=== Task objective ===
Render the lines below as a Markdown table with two columns, Row and Line. Give each non-blank line its own numbered row.

* * * * * * * * *

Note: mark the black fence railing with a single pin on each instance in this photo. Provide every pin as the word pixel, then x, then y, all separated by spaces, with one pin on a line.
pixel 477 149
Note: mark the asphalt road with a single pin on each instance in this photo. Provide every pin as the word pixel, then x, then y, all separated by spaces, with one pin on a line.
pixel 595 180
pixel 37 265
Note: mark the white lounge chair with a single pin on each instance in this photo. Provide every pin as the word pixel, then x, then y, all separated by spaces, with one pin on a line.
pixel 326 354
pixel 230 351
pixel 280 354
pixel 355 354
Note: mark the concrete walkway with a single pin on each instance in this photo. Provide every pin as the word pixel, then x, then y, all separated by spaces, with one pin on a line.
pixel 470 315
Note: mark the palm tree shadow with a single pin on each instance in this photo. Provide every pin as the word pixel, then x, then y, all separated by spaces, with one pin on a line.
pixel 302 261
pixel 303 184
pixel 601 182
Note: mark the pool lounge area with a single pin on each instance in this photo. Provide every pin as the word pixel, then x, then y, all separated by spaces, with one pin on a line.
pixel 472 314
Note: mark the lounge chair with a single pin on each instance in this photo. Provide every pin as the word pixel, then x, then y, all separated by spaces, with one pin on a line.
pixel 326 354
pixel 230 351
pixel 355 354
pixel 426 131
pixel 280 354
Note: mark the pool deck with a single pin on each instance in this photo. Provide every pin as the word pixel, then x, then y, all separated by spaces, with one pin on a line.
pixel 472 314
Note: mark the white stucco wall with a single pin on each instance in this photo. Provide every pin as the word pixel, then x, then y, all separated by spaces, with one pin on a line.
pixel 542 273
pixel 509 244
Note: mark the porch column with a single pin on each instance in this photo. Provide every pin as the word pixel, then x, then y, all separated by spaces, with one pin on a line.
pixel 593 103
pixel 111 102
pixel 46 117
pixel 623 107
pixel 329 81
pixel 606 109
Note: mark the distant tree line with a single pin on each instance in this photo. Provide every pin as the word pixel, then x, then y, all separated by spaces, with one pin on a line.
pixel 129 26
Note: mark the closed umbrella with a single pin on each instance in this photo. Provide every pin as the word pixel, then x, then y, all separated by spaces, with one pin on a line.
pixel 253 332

* * * * * * * * *

=== Problem solution ===
| Row | Line |
|---|---|
| 1 | Note: mark the black fence railing with a single pin on each instance in this photo. Provide every pin as the word pixel, then x, then y, all separated by spaces, with one pin on a line. |
| 2 | pixel 477 149 |
| 3 | Note: mark the asphalt road with a single pin on each instance in this photo. Provide every pin as the word pixel, then x, then y, all separated by spaces, with one pin on a line. |
| 4 | pixel 595 180 |
| 5 | pixel 37 265 |
| 6 | Note: mark the white lounge chair with a single pin on each instance in this photo. Provide every pin as the word pixel, then x, then y, all separated by spaces, with one pin on a line. |
| 7 | pixel 326 354 |
| 8 | pixel 230 351 |
| 9 | pixel 280 354 |
| 10 | pixel 355 354 |
| 11 | Note: mark the concrete walkway with a single pin on each instance in this photo. Provide every pin as the word pixel, then x, then y, all separated by spaces, with one pin on a line. |
| 12 | pixel 470 315 |
| 13 | Note: mark the palm tree shadow with a single pin on each instance in this photo. Provide every pin as the word pixel, then x, then y, all separated by spaces, with one pin on a line. |
| 14 | pixel 302 261 |
| 15 | pixel 303 184 |
| 16 | pixel 601 182 |
| 17 | Note: mark the pool lounge area with a single pin on each instance in this photo. Provide every pin as the word pixel, then x, then y, all separated by spaces, with one pin on a line. |
| 18 | pixel 472 314 |
| 19 | Note: mark the lounge chair with a single pin on each instance in this photo. Provide every pin as the word pixel, then x, then y, all separated by spaces, with one pin on a line. |
| 20 | pixel 326 354 |
| 21 | pixel 230 351 |
| 22 | pixel 355 354 |
| 23 | pixel 426 131 |
| 24 | pixel 280 354 |
| 25 | Note: mark the pool deck with a single pin on each instance in this photo. Provide every pin as the word pixel, then x, then y, all separated by spaces, with one pin on a line. |
| 26 | pixel 472 314 |
| 27 | Note: mark the white stucco wall with a single pin on each instance in this photo. Provide every pin as the word pixel, then x, then y, all separated by spaces, with one pin on a line. |
| 28 | pixel 542 273 |
| 29 | pixel 509 244 |
| 30 | Note: mark the porch column with a single pin on each instance in this photo. Provide every pin as the word pixel, then x, then y, all separated by spaces, with one pin on a line. |
| 31 | pixel 593 103 |
| 32 | pixel 111 102 |
| 33 | pixel 46 117 |
| 34 | pixel 623 107 |
| 35 | pixel 329 81 |
| 36 | pixel 606 109 |
| 37 | Note: mark the distant tree line with a single pin on each instance in this photo. Provide every pin as the word pixel, then x, then y, all separated by spaces, with one pin on a line. |
| 38 | pixel 129 26 |
| 39 | Note: mark the closed umbrella with a single pin on each instance in this photo. Provide every pin as the word pixel, then x, then y, all separated by spaces, with one pin on a line. |
| 40 | pixel 253 332 |